■ WHAT YOU NEED TO DO:
1. Answer these questions from the passage on how working in porn affects a performer's sex life:
(a) How often must performers in California get tested for STDs in order to work?
(b) What does the speaker now use almost exclusively in place of tampons?
(c) Which three activities did the speaker decide never to do again?
2. Translate this sentence from the passage on how working in porn affects a performer's sex life into French: "I’m much more comfortable talking about testing with partners."
3. Continue the passage on how working in porn affects a performer's sex life, starting after its last sentence.

*** PAGE TEXT Section Begins ***

Does being in porn affect your sex life in ways that it would not ordinarily be affected?
Oh, all the time! Let’s see:
1. I’m definitely more conscientious about personal hygiene. I shaved my pubic hair before I ever started doing sex work, but now I sometimes catch myself shaving my ass before a date! (I’m really into rimming!) I also started keeping baby wipes everywhere (by the bed, in the bathroom, in my backpack) for fast genital management, and I almost exclusively use cosmetic makeup sponges in place of tampons now (fold two wedge-shaped sponges into a little square and shove ’em up there – it’s like a tampon with no string, and you can even get penetrated comfortably while having them in your vagina!). It’s the little things.
2. I’m much more comfortable talking about testing with partners. In the state of CA, performers are required to get tested for STDs every 14 days in order to work, so we get REALLY comfortable discussing and sharing REALLY private sexual health information with people we barely know REALLY fast! Being able to always know when my last test was and what the results were in order to make an informed judgement call with a partner about the level of risk I’m willing to accept with my sex is, believe it or not, SUPER hot and empowering.
3. Porn has provided this incredibly safe, secure, controlled environment to experiment with dynamics and activities that I was previously unfamiliar with at the hands of folks who know what the hell they’re doing. In some cases (receiving an electrified dildo, having my hair put in bondage, getting clothespins clamped to my face) I thought afterwards, “Well, I’m glad I tried it, but there’s no way I’m ever doing THAT again!”. But in other cases (having someone gag on a dildo I’m wearing, getting hot wax poured on my body, being mummified in saran wrap) I’ve been incredibly turned on, and have rushed home afterwards to incorporate my newfound kinks into my personal life as quickly as possible! Having that opportunity to continue to push your sexual envelope and discover new and exciting things about yourself (as well as about the human body in general) WHILE getting paid is pretty frickin awesome.

*** PAGE TEXT Section Ends ***
*** RECORDS SUPPLIED Section Begins ***

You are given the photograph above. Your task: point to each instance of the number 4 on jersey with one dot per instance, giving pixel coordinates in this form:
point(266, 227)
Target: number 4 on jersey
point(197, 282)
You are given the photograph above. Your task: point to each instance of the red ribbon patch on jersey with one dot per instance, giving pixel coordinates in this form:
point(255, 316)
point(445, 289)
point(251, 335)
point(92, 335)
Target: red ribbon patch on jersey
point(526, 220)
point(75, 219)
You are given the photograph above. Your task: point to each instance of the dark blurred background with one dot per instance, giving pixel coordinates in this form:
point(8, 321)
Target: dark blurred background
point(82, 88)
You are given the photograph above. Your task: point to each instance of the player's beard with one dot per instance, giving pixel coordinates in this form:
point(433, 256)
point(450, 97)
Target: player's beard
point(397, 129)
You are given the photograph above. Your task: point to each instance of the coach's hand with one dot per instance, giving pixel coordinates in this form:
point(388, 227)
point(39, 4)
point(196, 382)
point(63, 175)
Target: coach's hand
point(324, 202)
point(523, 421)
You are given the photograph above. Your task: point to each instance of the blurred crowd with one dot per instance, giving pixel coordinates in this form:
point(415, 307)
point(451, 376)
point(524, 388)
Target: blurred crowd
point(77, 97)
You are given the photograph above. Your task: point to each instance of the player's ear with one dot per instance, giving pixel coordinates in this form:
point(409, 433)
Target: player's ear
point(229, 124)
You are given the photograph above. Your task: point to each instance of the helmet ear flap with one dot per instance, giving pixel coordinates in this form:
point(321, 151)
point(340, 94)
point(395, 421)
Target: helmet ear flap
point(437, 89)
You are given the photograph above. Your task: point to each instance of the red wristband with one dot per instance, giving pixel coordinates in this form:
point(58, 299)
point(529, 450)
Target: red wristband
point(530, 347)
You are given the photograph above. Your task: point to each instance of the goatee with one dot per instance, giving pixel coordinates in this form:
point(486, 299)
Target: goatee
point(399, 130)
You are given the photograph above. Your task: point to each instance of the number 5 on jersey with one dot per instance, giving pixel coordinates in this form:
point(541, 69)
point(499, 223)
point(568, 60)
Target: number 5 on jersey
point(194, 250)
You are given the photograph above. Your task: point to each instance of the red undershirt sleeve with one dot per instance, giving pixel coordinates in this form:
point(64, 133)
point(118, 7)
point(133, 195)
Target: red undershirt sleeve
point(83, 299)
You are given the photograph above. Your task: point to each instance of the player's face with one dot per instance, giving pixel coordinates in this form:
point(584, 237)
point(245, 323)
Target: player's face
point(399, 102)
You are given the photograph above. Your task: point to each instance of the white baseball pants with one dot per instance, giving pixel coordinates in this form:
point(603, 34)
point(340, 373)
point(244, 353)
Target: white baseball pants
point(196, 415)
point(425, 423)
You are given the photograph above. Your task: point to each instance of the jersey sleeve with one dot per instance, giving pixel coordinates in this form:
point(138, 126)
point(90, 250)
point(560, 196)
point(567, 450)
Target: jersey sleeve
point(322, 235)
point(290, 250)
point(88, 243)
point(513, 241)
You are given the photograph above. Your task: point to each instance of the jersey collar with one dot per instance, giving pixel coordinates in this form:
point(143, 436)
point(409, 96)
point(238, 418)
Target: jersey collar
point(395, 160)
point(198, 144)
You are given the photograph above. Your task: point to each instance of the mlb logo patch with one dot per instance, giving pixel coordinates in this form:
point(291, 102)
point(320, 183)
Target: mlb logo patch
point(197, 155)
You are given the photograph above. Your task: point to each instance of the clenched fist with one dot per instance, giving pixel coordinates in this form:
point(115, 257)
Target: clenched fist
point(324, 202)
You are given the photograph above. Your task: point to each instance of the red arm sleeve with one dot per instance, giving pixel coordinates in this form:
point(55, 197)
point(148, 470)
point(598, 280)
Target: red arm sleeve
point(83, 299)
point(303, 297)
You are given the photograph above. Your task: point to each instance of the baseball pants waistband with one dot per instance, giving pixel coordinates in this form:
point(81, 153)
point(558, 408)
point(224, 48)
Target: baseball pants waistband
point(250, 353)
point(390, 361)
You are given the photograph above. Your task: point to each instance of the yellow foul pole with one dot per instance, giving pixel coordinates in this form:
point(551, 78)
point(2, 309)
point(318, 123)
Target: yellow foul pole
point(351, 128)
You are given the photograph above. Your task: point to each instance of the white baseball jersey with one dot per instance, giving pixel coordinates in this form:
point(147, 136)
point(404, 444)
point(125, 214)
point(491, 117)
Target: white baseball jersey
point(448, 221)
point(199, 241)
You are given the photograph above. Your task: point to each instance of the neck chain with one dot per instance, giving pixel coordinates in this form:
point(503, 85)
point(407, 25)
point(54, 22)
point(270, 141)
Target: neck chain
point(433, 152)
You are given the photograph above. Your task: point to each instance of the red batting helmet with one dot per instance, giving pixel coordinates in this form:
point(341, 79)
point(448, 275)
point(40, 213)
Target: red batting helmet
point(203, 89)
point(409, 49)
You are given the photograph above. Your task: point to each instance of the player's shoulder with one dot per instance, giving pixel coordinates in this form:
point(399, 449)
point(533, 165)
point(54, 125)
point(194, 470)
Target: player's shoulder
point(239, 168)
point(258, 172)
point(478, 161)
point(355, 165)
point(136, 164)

*** RECORDS SUPPLIED Section Ends ***

■ ANSWERS TO THE EXERCISE:
1.
(a) Every 14 days.
(b) Cosmetic makeup sponges.
(c) Receiving an electrified dildo, having their hair put in bondage, and getting clothespins clamped to their face.

2. Je suis beaucoup plus à l'aise pour parler de dépistage avec mes partenaires.

3.
Tips for painfully sensitive clits?
Off the top of my head, I would recommend varying your stimulation techniques – instead of doing the same stroke or vibration for a long period of time in order to cum, switch it up every little while so you don’t get overwhelmed/overstimulated – and put a barrier between any vibrator and your clit (ie a swath of fabric like a tshirt or a bedsheet) to dull and diffuse intensity. Also, I feel like oral sex may be a super awesome option for you! (often times people with vulvas can’t cum from oral alone because it’s not enough intense stimulation). Depending on how your junk is designed, perhaps encourage partners to not pull back your clitoral hood/expose your clit during stimulation.